## Begin Selected text

# How do you REMAIN calm and cool when someone PI$$es you off



## Richard Hilliard (Apr 10, 2010)

QUESTION


Why the need or feeling to get confrontational? Typically when I get into that mood it is hard to get back out and it affects the rest of my day.

I have jacked a plumber against a concrete wall with a spud bar in hand. I once put head in a metal break ready to throw the break. I could have killed that a hole and ruin my life. I once put a guy’s head into a toilet bowl because he pissed me off. I have done other really stupid things that I will not put in writing. I can kind of get nuts. It is not because I cannot get fired up it is because I choose not to get confrontational.

QUESTION ON THE QUESTION
Maybe off topic, but how do you control it? You can't tell me you don't deal with some people that you'd like to punch in the face.


----------



## SlickRick (Sep 3, 2009)

## End Selected text
## Begin Data provided

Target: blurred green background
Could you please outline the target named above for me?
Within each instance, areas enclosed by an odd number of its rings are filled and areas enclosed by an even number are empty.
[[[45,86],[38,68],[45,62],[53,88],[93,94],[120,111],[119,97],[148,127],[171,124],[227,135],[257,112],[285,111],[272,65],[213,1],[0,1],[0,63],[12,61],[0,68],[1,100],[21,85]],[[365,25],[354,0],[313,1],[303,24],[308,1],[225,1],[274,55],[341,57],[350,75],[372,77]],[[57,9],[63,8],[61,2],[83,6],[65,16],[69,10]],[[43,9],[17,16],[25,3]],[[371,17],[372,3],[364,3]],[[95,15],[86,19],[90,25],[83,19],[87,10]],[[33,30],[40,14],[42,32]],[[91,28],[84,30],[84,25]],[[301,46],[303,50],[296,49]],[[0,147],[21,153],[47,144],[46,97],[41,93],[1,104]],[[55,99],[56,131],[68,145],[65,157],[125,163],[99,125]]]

## End Data provided

Written tasks
1. In the forum thread about staying calm, why does the first poster want to stay out of a confrontational mood? Answer in one to three sentences.
2. Carry on the forum thread about staying calm from the point where it stops.

Expected results
1. Once the poster gets into that mood, it is hard to get back out of it, and it affects the rest of the day.

2.
5 mg Valium


----------



## Richard Hilliard (Apr 10, 2010)

YOU cannot edit Titles/LMAO
That word is REMAIN


----------



## Richard Hilliard (Apr 10, 2010)

Good question. There have been some changes that have happened to me over time.1 was a life changing event with my wife. Roughly 15 years ago we went through a rough time. We like most married couples with children discovered we no longer were spending time together and had grown apart. We were lucky we sat down one morning at 6:00 AM and talked until 4: 00 PM. Both of us called off work and we hammered out our differences in 1 day. There was not stone left unturned. We both discovered at this time there is nothing that cannot be fixed when we want it to be fixed and together we are stronger than we are separately. I am able to take this philosophy with me at work .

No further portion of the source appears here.